• [Questions on the material]
(a) For the passage on Cameron and UKIP, decide whether each statement agrees with it, answering yes or no and quoting the words that settle it: (i) Douglas Carswell became UKIP's first elected MP. (ii) Peter Bone is the MP for Rochester and Strood. (iii) Anna Firth urged an Australian-style points-based system.
(b) In the passage on Cameron and UKIP, who is named as Cameron's main rival in the Tory party?
(c) Turn the paragraph of the passage on Cameron and UKIP beginning "Cameron’s internal situation is no better" into a short list that keeps its main facts.

The resort to such brinksmanship, with potentially devastating effect on the UK economy, is a measure of the precarious position Cameron and his government finds itself in.
Externally, it faces a losing a second by-election on November 20, provoked by a defector to UKIP— Mark Reckless in Rochester and Strood. This follows Douglas Carswell retaining his Clacton seat this month to become UKIP’s first elected MP after he defected from the Tory party.
Cameron’s internal situation is no better. UKIP continues to represent nothing so much as an external faction of the Tory euro-sceptic wing—who could either also defect to UKIP or force Cameron out as leader. An anonymous Cabinet minister warned that there would be a vote of no confidence in Cameron if the party lost Rochester and Strood. “If Reckless wins, there’ll be 46 names,” he threatened.
Peter Bone, MP for Wellingborough, said the government should make the referendum a Government Bill, even if this meant breaking the coalition with the Liberal Democrats. “If the Liberal Democrats want to walk out of the Government, let them do so,” he said.
One of the two potential Tory challengers in Rochester and Strood, Anna Firth, has endorsed a policy advocated by both Reckless of UKIP and London Mayor Boris Johnson, Cameron’s main rival in the Tory party. Firth said that the government's immigration policy is not "sensible" and urged an Australian-style points-based system already used to discriminate between migrants from outside the European Union to prevent "Romanian fruit pickers" from entering the UK.
Cameron has sought to bolster his position by warning in the Sunday Telegraph that a vote for UKIP could end with the election of a Labour government by default. “Let no-one deceive you that there is a third way. A vote for UKIP is a vote for Labour,” he wrote, before boasting of how “Non-EU migration is now at its lowest levels since the 1990s—and we are committed to putting EU migration right at the heart of our negotiations in Europe…
“We have also pledged to scrap Labour's Human Rights Act, ending the era of farcical human rights rulings handed down from Europe. And never forget: it is only the Conservative Party that is offering you that in-out referendum on Europe in 2017.”
Labour’s response, as usual, is to adopt the latest anti-immigrant rhetoric. Shadow Immigration Minister David Hanson said, “Labour is in favour of reform to European free movement rules and we will examine any proposals the government comes forward with to manage immigration with interest he declared “But why should anyone believe the Prime Minister when he has a record of making big promises on immigration and not delivering…”

(Image point grounding data)
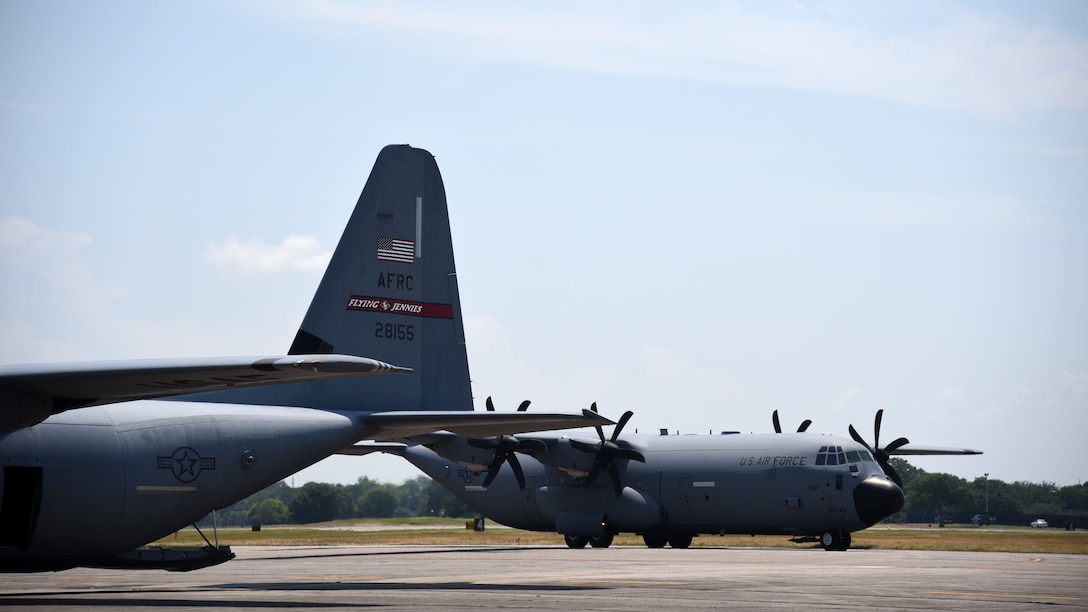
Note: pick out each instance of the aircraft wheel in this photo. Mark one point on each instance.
(576, 541)
(601, 541)
(833, 540)
(655, 541)
(680, 540)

• [Written answers]
(a)
(i) Yes: "Douglas Carswell retaining his Clacton seat this month to become UKIP’s first elected MP"
(ii) No: "Peter Bone, MP for Wellingborough"
(iii) Yes: "urged an Australian-style points-based system"

(b) London Mayor Boris Johnson.

(c)
- Cameron's internal situation is no better than his external one.
- UKIP is like an external faction of the Tory euro-sceptic wing, whose members could defect to UKIP or force Cameron out as leader.
- An anonymous Cabinet minister warned of a vote of no confidence in Cameron if the party lost Rochester and Strood.
- The minister said, "If Reckless wins, there’ll be 46 names."